### [Texte de lecture]
^^^^^^^^
Le premier jour de la grève de ce mois de décembre commence fort, mais pas du tout avec l’ampleur escomptée. De fait, on est dans la norme pour une grande mobilisation, tant pour les chiffres que pour la part des secteurs économiques impliqués.
Lors du mouvement contre la réforme des retraites en France en 2010, il y a eu quatorze journées de manifestations. La première fois, le 23 mars, la CGT a revendiqué 800 000 personnes présentes, puis notamment un million le 27 mai, 2,7 million le 7 septembre, 3 millions le 23 septembre et autant le 16 octobre, 3,5 millions le 19 octobre.
Pour le 5 décembre 2019, la CGT parle de 1,5 million de manifestants. On ne comprend donc pas vraiment pourquoi le communiqué de la CGT dit que :
« Ce haut niveau de mobilisation est historique, tant au regard du taux de mobilisation dans chaque grande ville que du niveau de grève dans les entreprises. Il démontre le refus d’une grande majorité des travailleurs, des retraités et des jeunes, de voir notre système de protection sociale sacrifié sur l’autel du libéralisme économique. »
^^^^^^^^
[Enregistrements d'étiquetage de localisation]
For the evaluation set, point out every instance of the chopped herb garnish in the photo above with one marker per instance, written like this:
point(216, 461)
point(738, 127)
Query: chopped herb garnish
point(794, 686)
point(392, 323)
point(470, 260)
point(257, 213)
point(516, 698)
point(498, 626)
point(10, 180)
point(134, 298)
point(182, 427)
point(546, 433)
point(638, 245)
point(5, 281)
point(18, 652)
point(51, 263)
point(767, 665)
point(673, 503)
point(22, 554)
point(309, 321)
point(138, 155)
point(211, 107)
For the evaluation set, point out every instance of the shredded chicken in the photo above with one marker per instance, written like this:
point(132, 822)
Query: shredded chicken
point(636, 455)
^^^^^^^^
### [Travail à faire]
a – Réécrivez le passage du texte sur la grève qui s'ouvre sur les mots « Le premier jour » et se clôt sur « le 19 octobre. », en remplaçant « journées » par « dates ».
b – Résumez le texte sur la grève en deux phrases.
c – D'après le texte sur la grève, combien de personnes la CGT a-t-elle revendiquées le 23 mars, lors de la première journée de manifestations de 2010 ?

### [Résultats attendus]
a –
Le premier jour de la grève de ce mois de décembre commence fort, mais pas du tout avec l’ampleur escomptée. De fait, on est dans la norme pour une grande mobilisation, tant pour les chiffres que pour la part des secteurs économiques impliqués.
Lors du mouvement contre la réforme des retraites en France en 2010, il y a eu quatorze dates de manifestations. La première fois, le 23 mars, la CGT a revendiqué 800 000 personnes présentes, puis notamment un million le 27 mai, 2,7 million le 7 septembre, 3 millions le 23 septembre et autant le 16 octobre, 3,5 millions le 19 octobre.

b – Le premier jour de la grève de décembre commence fort, sans l'ampleur escomptée, et reste dans la norme d'une grande mobilisation, alors qu'en 2010 la CGT avait revendiqué jusqu'à 3,5 millions de manifestants contre la réforme des retraites. Pour le 5 décembre 2019, la CGT parle de 1,5 million de manifestants, mais son communiqué qualifie ce niveau de mobilisation d'historique et y voit le refus d'une grande majorité de voir le système de protection sociale sacrifié.

c – 800 000 personnes.